__REQUEST__: Update the lines below by changing every "one point" to "a single point" and leaving everything else as it is.

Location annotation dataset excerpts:
§

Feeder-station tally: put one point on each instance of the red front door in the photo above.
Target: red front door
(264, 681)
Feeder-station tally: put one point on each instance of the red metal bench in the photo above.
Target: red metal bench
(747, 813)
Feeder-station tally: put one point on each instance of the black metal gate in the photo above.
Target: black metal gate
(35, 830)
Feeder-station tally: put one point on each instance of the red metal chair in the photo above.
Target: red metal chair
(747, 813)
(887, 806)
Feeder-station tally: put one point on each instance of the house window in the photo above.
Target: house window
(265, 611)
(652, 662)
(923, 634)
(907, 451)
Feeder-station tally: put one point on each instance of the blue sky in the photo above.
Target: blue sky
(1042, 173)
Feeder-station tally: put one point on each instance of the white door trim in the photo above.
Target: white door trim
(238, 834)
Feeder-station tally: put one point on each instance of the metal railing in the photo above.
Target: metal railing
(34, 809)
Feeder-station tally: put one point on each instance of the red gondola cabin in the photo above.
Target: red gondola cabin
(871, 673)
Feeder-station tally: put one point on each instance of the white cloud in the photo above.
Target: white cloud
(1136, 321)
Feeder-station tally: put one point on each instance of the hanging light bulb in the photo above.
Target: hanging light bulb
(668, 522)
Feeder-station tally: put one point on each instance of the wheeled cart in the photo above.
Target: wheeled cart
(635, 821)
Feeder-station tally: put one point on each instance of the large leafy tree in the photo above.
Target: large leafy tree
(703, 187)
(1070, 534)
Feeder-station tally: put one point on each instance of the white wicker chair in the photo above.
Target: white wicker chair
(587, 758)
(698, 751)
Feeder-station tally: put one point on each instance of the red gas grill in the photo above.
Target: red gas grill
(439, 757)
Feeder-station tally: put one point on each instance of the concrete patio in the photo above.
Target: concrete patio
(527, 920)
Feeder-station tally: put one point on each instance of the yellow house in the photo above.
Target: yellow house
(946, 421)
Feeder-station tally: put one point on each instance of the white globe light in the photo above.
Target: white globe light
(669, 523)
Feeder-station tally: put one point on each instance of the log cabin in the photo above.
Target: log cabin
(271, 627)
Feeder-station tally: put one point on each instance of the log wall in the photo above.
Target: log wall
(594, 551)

§

__TASK ANSWER__:
Feeder-station tally: put a single point on each instance of the red front door in the photo above.
Target: red front door
(264, 681)
Feeder-station tally: put a single point on each instance of the red metal bench in the photo above.
Target: red metal bench
(747, 813)
Feeder-station tally: put a single point on each instance of the black metal gate in the photo above.
Target: black metal gate
(35, 830)
Feeder-station tally: put a single point on each instance of the red metal chair in the photo above.
Target: red metal chair
(747, 813)
(887, 806)
Feeder-station tally: put a single point on each instance of the house window in the photo above.
Target: house window
(265, 611)
(652, 662)
(923, 634)
(907, 451)
Feeder-station tally: put a single point on each instance of the blue sky in the photo above.
Target: blue sky
(1042, 173)
Feeder-station tally: put a single point on each instance of the white door trim in the photo above.
Target: white door trim
(238, 834)
Feeder-station tally: put a single point on each instance of the metal railing in the photo above.
Target: metal railing
(34, 809)
Feeder-station tally: put a single point on each instance of the red gondola cabin in the photo above.
Target: red gondola cabin
(871, 673)
Feeder-station tally: put a single point on each instance of the white cloud in the photo above.
Target: white cloud
(1136, 321)
Feeder-station tally: put a single point on each instance of the hanging light bulb in the photo above.
Target: hanging light bulb
(668, 522)
Feeder-station tally: put a single point on each instance of the wheeled cart in the photo above.
Target: wheeled cart
(635, 821)
Feeder-station tally: put a single point on each instance of the large leafy tree in the photo above.
Target: large leafy tree
(703, 187)
(1070, 534)
Feeder-station tally: put a single point on each instance of the white wicker chair in the photo above.
Target: white wicker chair
(587, 758)
(698, 751)
Feeder-station tally: put a single point on each instance of the red gas grill in the photo above.
Target: red gas grill
(439, 757)
Feeder-station tally: put a single point on each instance of the concrete patio in the photo above.
Target: concrete patio
(527, 920)
Feeder-station tally: put a single point on each instance of the yellow house in the photo above.
Target: yellow house
(946, 421)
Feeder-station tally: put a single point on each instance of the white globe light in the photo above.
Target: white globe light
(669, 523)
Feeder-station tally: put a single point on each instance of the log cabin in the photo above.
Target: log cabin
(271, 627)
Feeder-station tally: put a single point on each instance of the log wall in the photo above.
Target: log wall
(594, 551)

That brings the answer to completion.